PASSAGE PROVIDED |

SINGAPORE: It’s not quite 20,000 Leagues Under the Sea, but close.
A team of Singapore and Indonesia scientists are venturing into the deep unknown of the West Java sea, where their goal is to uncover the vast array of marine life that, till now, has been unexplored.
This first-of-its-kind 14-day expedition from Friday (Mar 23) till Apr 5 takes place on board the Indonesian research vessel Baruna Jaya VIII, which will carry a team of 30 researchers and support staff from the National University of Singapore (NUS) and the Indonesian Institute of Sciences.
The vessel will depart from Muara Baru, Jakarta in Indonesia, where the scientists will spend the next two weeks working in the vicinity of the Sunda Strait Trough off Cilacap, digging deep into the dredges to take samples from the seabed.
Based on the team’s experience, the depth of 500m to 2,000m usually displays the greatest diversity with the most interesting species, but the scientists also have a particular wish list they hope to document, ranging from crabs and prawns, shells, fish, urchins and even worms.
Each day, the research team plans to conduct sampling at three to four sites, covering a total of 29 sites. Each sampling exercise will take at least three to four hours to complete due to the depths involved and the time it takes to deploy the equipment.
Important biological samples will be sorted, photographed, preserved and labelled on board the research vessel. Some will even be kept alive for short periods in special, chilled aquariums so that they can be observed, studied and filmed.
Head of the NUS’ Lee Kong Chian Natural History Museum and one of the expedition leaders, Professor Peter Ng, said there is a wealth of biodiversity waiting to be uncovered.
"People always forget that the deep sea holds a huge number of different species of animals, many of them new to science, that we don't even know they are there," he said. "So I think it's important to find out what are the kinds of animals living there, what are the species there, and this increase of knowledge will be very good as far as the conservation, use of resources in the future is concerned."
Prof Ng also recounted past expeditions, which had “unearthed bizarre Darth Vader-like sea cockroaches, bloated oil-filled fishes with poorly developed eyes, eerie wraith-like crabs as well as spectacularly-coloured lobsters.”

THE DATA |
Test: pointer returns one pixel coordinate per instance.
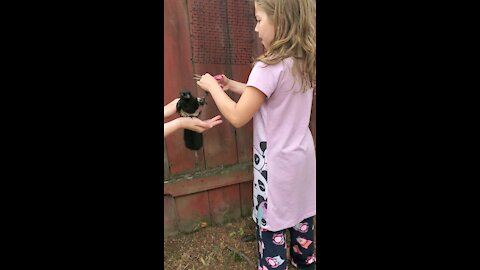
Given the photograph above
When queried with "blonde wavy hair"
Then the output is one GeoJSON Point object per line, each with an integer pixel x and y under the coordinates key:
{"type": "Point", "coordinates": [295, 36]}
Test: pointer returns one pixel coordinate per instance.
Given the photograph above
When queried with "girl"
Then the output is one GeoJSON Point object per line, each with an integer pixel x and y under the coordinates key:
{"type": "Point", "coordinates": [191, 123]}
{"type": "Point", "coordinates": [278, 96]}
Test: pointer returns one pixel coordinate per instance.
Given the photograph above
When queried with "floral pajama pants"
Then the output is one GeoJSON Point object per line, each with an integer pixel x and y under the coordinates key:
{"type": "Point", "coordinates": [272, 247]}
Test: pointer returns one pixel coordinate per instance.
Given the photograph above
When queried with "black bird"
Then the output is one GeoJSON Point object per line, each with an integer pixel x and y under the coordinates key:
{"type": "Point", "coordinates": [190, 106]}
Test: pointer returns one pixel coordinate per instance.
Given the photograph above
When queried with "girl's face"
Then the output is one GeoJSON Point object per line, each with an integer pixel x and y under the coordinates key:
{"type": "Point", "coordinates": [264, 27]}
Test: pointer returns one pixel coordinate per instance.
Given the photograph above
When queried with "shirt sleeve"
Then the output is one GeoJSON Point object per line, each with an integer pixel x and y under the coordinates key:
{"type": "Point", "coordinates": [265, 77]}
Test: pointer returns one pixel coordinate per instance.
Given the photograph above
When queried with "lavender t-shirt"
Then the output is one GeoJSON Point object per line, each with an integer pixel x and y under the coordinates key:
{"type": "Point", "coordinates": [283, 149]}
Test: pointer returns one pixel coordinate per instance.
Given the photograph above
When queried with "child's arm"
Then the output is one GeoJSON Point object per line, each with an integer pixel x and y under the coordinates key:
{"type": "Point", "coordinates": [229, 84]}
{"type": "Point", "coordinates": [170, 108]}
{"type": "Point", "coordinates": [240, 113]}
{"type": "Point", "coordinates": [191, 123]}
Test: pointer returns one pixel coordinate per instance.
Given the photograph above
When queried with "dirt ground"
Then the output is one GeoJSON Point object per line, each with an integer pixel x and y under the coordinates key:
{"type": "Point", "coordinates": [226, 247]}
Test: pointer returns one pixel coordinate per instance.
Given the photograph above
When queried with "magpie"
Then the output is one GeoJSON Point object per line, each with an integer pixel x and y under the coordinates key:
{"type": "Point", "coordinates": [190, 106]}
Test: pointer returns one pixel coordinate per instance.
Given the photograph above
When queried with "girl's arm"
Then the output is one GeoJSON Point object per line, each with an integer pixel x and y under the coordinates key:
{"type": "Point", "coordinates": [229, 84]}
{"type": "Point", "coordinates": [237, 113]}
{"type": "Point", "coordinates": [191, 123]}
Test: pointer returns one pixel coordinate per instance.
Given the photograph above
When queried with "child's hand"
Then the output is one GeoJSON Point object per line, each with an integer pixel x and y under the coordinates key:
{"type": "Point", "coordinates": [207, 82]}
{"type": "Point", "coordinates": [222, 81]}
{"type": "Point", "coordinates": [198, 125]}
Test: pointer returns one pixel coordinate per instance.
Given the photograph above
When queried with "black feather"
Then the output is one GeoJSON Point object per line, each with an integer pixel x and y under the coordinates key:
{"type": "Point", "coordinates": [188, 106]}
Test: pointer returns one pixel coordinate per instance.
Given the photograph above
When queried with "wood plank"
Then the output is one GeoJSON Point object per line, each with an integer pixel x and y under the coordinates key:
{"type": "Point", "coordinates": [224, 204]}
{"type": "Point", "coordinates": [169, 216]}
{"type": "Point", "coordinates": [178, 72]}
{"type": "Point", "coordinates": [191, 211]}
{"type": "Point", "coordinates": [190, 186]}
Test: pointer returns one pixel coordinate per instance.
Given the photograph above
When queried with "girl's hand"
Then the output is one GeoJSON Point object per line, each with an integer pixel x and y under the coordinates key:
{"type": "Point", "coordinates": [222, 81]}
{"type": "Point", "coordinates": [198, 125]}
{"type": "Point", "coordinates": [207, 82]}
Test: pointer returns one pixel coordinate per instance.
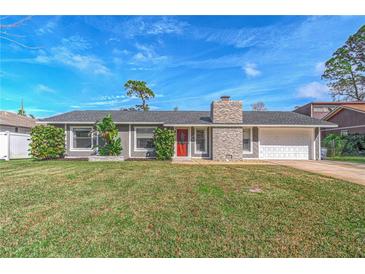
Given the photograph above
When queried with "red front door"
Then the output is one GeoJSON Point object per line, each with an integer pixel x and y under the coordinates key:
{"type": "Point", "coordinates": [182, 142]}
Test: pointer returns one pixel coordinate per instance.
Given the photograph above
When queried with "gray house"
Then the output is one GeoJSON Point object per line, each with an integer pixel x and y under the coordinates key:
{"type": "Point", "coordinates": [223, 133]}
{"type": "Point", "coordinates": [13, 122]}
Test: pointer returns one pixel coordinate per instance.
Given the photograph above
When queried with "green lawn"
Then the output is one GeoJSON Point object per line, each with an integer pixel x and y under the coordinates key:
{"type": "Point", "coordinates": [354, 159]}
{"type": "Point", "coordinates": [158, 209]}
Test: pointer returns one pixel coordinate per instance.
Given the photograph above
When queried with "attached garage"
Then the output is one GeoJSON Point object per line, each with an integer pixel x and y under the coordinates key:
{"type": "Point", "coordinates": [286, 143]}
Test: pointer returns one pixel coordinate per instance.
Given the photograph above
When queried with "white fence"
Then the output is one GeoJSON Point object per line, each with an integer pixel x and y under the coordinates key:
{"type": "Point", "coordinates": [14, 145]}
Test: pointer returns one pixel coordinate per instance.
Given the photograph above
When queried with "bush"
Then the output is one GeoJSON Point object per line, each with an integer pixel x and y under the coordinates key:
{"type": "Point", "coordinates": [47, 142]}
{"type": "Point", "coordinates": [354, 145]}
{"type": "Point", "coordinates": [164, 141]}
{"type": "Point", "coordinates": [109, 133]}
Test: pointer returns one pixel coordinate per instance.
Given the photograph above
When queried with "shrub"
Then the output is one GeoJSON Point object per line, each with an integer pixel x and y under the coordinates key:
{"type": "Point", "coordinates": [354, 144]}
{"type": "Point", "coordinates": [109, 133]}
{"type": "Point", "coordinates": [47, 142]}
{"type": "Point", "coordinates": [164, 140]}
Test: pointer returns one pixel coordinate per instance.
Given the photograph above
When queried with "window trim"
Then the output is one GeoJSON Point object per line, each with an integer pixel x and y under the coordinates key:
{"type": "Point", "coordinates": [251, 141]}
{"type": "Point", "coordinates": [135, 139]}
{"type": "Point", "coordinates": [72, 148]}
{"type": "Point", "coordinates": [344, 132]}
{"type": "Point", "coordinates": [205, 143]}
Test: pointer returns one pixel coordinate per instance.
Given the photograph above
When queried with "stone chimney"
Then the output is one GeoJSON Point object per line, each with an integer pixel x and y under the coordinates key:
{"type": "Point", "coordinates": [227, 140]}
{"type": "Point", "coordinates": [226, 111]}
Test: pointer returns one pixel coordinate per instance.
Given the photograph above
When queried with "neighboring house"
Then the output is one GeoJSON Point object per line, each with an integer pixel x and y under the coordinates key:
{"type": "Point", "coordinates": [349, 116]}
{"type": "Point", "coordinates": [224, 133]}
{"type": "Point", "coordinates": [12, 122]}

SET OF TASKS |
A - Answer these from the expedition article:
(i) What research vessel carries the team?
(ii) How many sites will be sampled in total?
(iii) Who heads the NUS' Lee Kong Chian Natural History Museum?
B - From the expedition article, extract word for word the span starting at "Important biological samples" and ending at "studied and filmed.".
The data is unrelated material and stands apart from the expedition article.

RESULTS BY TASK |
A -
(i) The Baruna Jaya VIII
(ii) 29 sites
(iii) Professor Peter Ng

B -
Important biological samples will be sorted, photographed, preserved and labelled on board the research vessel. Some will even be kept alive for short periods in special, chilled aquariums so that they can be observed, studied and filmed.